=== Input records ===

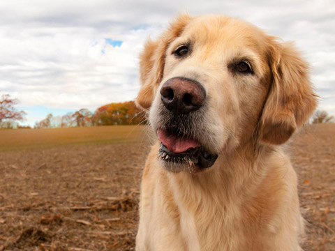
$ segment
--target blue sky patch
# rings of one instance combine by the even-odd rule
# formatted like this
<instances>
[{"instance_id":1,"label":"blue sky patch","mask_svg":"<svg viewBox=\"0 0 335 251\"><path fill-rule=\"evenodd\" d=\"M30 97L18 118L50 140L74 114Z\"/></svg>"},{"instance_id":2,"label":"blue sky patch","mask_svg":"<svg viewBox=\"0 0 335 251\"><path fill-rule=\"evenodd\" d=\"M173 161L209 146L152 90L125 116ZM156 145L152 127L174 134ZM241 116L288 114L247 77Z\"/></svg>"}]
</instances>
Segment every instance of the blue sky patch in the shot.
<instances>
[{"instance_id":1,"label":"blue sky patch","mask_svg":"<svg viewBox=\"0 0 335 251\"><path fill-rule=\"evenodd\" d=\"M112 38L105 38L105 43L106 43L106 45L110 45L112 47L120 47L121 45L122 45L122 43L124 43L124 41L114 40Z\"/></svg>"}]
</instances>

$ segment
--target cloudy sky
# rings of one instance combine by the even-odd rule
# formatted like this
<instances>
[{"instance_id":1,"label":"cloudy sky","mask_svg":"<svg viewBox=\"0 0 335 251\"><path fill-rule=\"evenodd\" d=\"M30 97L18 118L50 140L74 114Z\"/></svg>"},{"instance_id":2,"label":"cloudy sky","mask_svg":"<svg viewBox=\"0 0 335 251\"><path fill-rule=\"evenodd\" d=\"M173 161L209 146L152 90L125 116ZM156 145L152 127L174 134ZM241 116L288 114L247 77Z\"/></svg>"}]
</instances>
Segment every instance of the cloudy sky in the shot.
<instances>
[{"instance_id":1,"label":"cloudy sky","mask_svg":"<svg viewBox=\"0 0 335 251\"><path fill-rule=\"evenodd\" d=\"M335 114L334 0L1 1L0 95L18 98L31 126L49 113L133 100L144 42L185 11L240 17L295 41L319 108Z\"/></svg>"}]
</instances>

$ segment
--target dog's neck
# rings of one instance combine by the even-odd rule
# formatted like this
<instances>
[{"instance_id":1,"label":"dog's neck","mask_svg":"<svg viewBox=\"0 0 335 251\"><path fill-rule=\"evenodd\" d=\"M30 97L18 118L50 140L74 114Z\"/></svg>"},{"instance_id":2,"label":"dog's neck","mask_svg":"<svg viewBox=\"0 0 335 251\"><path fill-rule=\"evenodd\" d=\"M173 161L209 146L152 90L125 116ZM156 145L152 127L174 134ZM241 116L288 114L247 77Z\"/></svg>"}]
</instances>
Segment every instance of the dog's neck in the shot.
<instances>
[{"instance_id":1,"label":"dog's neck","mask_svg":"<svg viewBox=\"0 0 335 251\"><path fill-rule=\"evenodd\" d=\"M266 177L269 169L265 167L274 151L267 146L258 146L252 151L247 150L251 149L253 149L248 146L239 147L231 153L221 153L213 167L200 173L169 173L172 190L180 190L174 193L184 197L179 199L199 204L204 198L218 203L237 201L237 198L246 195Z\"/></svg>"}]
</instances>

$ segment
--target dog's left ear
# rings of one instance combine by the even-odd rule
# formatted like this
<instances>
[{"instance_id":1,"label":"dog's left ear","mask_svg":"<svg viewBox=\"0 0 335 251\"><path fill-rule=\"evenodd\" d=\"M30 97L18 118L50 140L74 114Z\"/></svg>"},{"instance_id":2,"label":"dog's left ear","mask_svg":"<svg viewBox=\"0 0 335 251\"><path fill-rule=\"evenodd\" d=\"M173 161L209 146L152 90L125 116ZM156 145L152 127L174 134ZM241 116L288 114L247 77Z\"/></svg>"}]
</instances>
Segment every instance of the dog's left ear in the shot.
<instances>
[{"instance_id":1,"label":"dog's left ear","mask_svg":"<svg viewBox=\"0 0 335 251\"><path fill-rule=\"evenodd\" d=\"M261 117L260 140L285 142L311 115L317 105L308 78L308 66L290 43L269 38L272 83Z\"/></svg>"},{"instance_id":2,"label":"dog's left ear","mask_svg":"<svg viewBox=\"0 0 335 251\"><path fill-rule=\"evenodd\" d=\"M180 15L157 40L148 40L140 55L140 80L141 89L135 99L142 109L151 107L156 89L162 80L165 52L170 44L177 38L191 20L187 15Z\"/></svg>"}]
</instances>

===

# Task statement
Duplicate the lines above exactly, from the start of the lines through the line that contains "38L105 38L105 43L106". Leave out any picture.

# Solved exercise
$ segment
--target blue sky patch
# rings of one instance combine by the even-odd rule
# formatted like this
<instances>
[{"instance_id":1,"label":"blue sky patch","mask_svg":"<svg viewBox=\"0 0 335 251\"><path fill-rule=\"evenodd\" d=\"M30 97L18 118L50 140L74 114Z\"/></svg>"},{"instance_id":2,"label":"blue sky patch","mask_svg":"<svg viewBox=\"0 0 335 251\"><path fill-rule=\"evenodd\" d=\"M173 161L209 146L152 90L125 116ZM156 145L152 127L174 134ZM241 116L288 114L247 77Z\"/></svg>"}]
</instances>
Segment every instance of the blue sky patch in the shot.
<instances>
[{"instance_id":1,"label":"blue sky patch","mask_svg":"<svg viewBox=\"0 0 335 251\"><path fill-rule=\"evenodd\" d=\"M112 38L105 38L105 43L106 43L106 45L110 45L112 47L120 47L121 45L122 45L122 43L124 43L124 41L114 40Z\"/></svg>"}]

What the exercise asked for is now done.